Instructions to follow:
Return every row below word for word, leaving out the pictures.

[start of Data]

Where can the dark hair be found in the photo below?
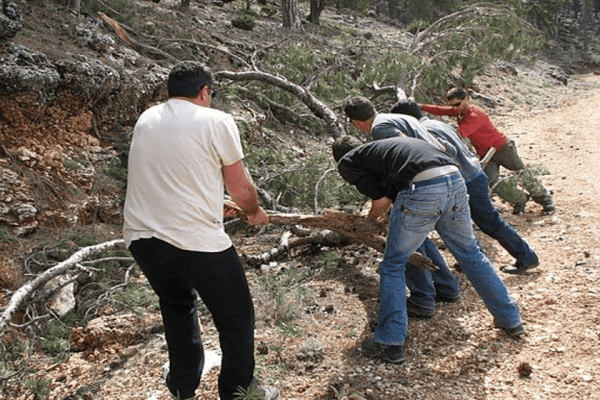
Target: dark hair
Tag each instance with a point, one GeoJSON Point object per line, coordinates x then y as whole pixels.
{"type": "Point", "coordinates": [408, 107]}
{"type": "Point", "coordinates": [359, 108]}
{"type": "Point", "coordinates": [343, 145]}
{"type": "Point", "coordinates": [186, 79]}
{"type": "Point", "coordinates": [457, 93]}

[end of Data]

Solved exercise:
Where can the dark hair be found in the photo below?
Target: dark hair
Tag each instance with a point, one GeoJSON Point object per line, coordinates x then y as whole pixels.
{"type": "Point", "coordinates": [408, 107]}
{"type": "Point", "coordinates": [359, 108]}
{"type": "Point", "coordinates": [343, 145]}
{"type": "Point", "coordinates": [186, 79]}
{"type": "Point", "coordinates": [457, 93]}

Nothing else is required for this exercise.